Three-time premiership coach Mick Malthouse claims he is unlikely to ever work
full-time at an AFL club again, but says he would be open to the idea of
working with Australia’s national cricket side as a consultant.
Collingwood’s
38-point grand final loss to Geelong last week marked the end of
Malthouse’s distinguished 664-game coaching career, which yielded two
flags with West Coast and one more with the Magpies.
The
58-year-old has all but ruled out a return to coaching in the future,
and said even a less hands-on role at a football club wouldn’t appeal to
him if it’s full-time.
But with Cricket Australia currently
revamping their coaching structure in the wake of the Argus Report,
Malthouse said he would consider taking up a part-time consultancy
position with them if it was deemed a good fit by both parties.

=== Source material ===
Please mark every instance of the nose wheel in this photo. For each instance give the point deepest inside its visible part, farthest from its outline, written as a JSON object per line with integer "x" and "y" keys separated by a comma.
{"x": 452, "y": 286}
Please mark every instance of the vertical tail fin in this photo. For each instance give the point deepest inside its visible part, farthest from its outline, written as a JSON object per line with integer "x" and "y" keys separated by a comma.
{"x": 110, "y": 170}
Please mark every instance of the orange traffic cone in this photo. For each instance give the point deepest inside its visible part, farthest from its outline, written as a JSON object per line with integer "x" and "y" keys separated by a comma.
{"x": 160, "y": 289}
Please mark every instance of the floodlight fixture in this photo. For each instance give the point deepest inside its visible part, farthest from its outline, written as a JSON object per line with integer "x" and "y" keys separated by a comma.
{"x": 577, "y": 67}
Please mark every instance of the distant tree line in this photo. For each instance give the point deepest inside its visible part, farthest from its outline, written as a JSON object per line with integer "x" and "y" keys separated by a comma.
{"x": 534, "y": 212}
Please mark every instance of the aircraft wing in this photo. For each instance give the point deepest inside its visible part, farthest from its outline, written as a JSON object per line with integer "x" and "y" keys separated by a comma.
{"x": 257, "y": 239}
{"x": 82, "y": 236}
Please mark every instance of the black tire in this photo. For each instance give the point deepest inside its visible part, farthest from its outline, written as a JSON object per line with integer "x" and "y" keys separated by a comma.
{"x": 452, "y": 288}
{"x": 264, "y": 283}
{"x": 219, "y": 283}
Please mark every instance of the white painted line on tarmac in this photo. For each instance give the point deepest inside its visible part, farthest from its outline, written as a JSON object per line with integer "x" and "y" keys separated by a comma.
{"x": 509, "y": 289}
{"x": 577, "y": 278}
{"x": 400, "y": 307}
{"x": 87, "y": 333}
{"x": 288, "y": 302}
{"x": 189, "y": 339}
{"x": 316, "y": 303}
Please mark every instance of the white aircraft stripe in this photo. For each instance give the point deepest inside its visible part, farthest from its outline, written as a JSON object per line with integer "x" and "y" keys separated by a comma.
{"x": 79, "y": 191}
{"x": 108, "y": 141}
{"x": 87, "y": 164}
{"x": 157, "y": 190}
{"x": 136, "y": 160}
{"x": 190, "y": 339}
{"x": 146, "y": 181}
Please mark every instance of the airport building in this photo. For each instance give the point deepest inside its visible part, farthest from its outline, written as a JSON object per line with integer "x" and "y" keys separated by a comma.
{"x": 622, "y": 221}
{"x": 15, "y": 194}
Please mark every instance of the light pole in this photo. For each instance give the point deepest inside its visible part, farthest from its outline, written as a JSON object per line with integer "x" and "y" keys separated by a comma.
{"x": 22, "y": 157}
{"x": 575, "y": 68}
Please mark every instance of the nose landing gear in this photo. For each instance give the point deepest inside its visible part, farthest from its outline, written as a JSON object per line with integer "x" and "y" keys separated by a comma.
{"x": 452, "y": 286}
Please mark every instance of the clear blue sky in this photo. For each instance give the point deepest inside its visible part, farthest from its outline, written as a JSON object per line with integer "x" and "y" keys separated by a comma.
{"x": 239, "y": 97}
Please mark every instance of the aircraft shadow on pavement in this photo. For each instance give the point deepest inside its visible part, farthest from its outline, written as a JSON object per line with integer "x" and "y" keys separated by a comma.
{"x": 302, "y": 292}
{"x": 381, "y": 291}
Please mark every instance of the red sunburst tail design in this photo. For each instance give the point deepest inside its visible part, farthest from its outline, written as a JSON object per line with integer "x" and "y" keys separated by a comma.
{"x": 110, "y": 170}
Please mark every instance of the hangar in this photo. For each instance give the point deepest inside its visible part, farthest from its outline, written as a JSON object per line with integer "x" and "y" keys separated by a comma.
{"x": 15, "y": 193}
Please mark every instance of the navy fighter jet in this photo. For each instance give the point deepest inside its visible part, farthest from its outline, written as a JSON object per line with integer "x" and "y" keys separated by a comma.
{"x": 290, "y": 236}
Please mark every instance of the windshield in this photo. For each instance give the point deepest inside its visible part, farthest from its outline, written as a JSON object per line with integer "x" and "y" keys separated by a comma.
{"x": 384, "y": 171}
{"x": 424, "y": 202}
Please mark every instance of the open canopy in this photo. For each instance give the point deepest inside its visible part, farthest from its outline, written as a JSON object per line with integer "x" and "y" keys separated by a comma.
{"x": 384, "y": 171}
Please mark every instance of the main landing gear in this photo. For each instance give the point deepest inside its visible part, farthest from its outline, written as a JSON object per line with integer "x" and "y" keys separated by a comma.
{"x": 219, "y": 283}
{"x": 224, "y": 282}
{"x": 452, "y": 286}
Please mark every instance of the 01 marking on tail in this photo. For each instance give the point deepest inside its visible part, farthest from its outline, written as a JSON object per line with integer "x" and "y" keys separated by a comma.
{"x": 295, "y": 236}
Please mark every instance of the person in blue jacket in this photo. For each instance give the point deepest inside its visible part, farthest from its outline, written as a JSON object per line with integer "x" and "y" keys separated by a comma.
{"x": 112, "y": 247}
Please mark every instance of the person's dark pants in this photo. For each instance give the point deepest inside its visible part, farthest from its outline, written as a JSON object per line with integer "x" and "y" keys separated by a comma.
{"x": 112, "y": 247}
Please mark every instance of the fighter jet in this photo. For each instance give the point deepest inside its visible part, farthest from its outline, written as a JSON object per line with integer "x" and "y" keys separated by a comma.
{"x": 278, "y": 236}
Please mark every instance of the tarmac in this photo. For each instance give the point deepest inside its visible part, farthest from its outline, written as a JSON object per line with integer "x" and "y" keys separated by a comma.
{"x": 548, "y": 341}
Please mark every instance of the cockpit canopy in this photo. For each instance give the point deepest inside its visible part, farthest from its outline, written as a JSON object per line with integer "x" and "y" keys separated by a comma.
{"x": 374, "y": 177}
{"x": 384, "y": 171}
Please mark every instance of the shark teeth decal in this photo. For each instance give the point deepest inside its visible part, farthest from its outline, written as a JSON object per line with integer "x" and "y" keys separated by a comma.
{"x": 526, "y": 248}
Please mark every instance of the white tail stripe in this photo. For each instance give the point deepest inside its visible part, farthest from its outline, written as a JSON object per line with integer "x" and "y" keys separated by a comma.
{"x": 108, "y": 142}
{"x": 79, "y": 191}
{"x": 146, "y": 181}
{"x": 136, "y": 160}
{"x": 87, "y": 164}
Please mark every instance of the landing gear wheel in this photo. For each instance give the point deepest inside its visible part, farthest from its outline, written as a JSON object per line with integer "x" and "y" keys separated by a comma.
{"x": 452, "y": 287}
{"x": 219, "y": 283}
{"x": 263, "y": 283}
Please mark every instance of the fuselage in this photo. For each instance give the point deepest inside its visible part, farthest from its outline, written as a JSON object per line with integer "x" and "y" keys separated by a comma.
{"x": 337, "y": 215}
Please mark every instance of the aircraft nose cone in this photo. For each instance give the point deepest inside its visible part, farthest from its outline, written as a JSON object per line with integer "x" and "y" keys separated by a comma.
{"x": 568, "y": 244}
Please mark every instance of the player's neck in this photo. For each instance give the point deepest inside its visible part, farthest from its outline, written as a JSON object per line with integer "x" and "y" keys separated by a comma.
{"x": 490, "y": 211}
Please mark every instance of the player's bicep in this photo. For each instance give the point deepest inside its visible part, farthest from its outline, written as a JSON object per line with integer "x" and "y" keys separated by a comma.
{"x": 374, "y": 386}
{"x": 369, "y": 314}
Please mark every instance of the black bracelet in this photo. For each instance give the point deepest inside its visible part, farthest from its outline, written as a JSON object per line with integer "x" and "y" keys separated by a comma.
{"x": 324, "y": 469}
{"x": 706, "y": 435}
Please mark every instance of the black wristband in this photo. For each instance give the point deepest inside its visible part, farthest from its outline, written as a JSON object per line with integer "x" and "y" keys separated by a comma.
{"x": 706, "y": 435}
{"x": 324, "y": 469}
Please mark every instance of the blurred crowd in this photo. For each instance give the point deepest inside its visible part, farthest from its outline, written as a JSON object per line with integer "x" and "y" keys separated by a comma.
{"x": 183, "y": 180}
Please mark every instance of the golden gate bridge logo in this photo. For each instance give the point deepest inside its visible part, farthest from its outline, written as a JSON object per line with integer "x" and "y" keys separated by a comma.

=== Required work ===
1. Write out the passage of the Malthouse article from "Three-time premiership coach" up to and including "with the Magpies.".
2. According to the Malthouse article, how many games did Malthouse's coaching career last?
The records are separate material and are not connected to the article on Mick Malthouse.

=== Answers for this exercise ===
1.
Three-time premiership coach Mick Malthouse claims he is unlikely to ever work
full-time at an AFL club again, but says he would be open to the idea of
working with Australia’s national cricket side as a consultant.
Collingwood’s
38-point grand final loss to Geelong last week marked the end of
Malthouse’s distinguished 664-game coaching career, which yielded two
flags with West Coast and one more with the Magpies.

2. 664 games.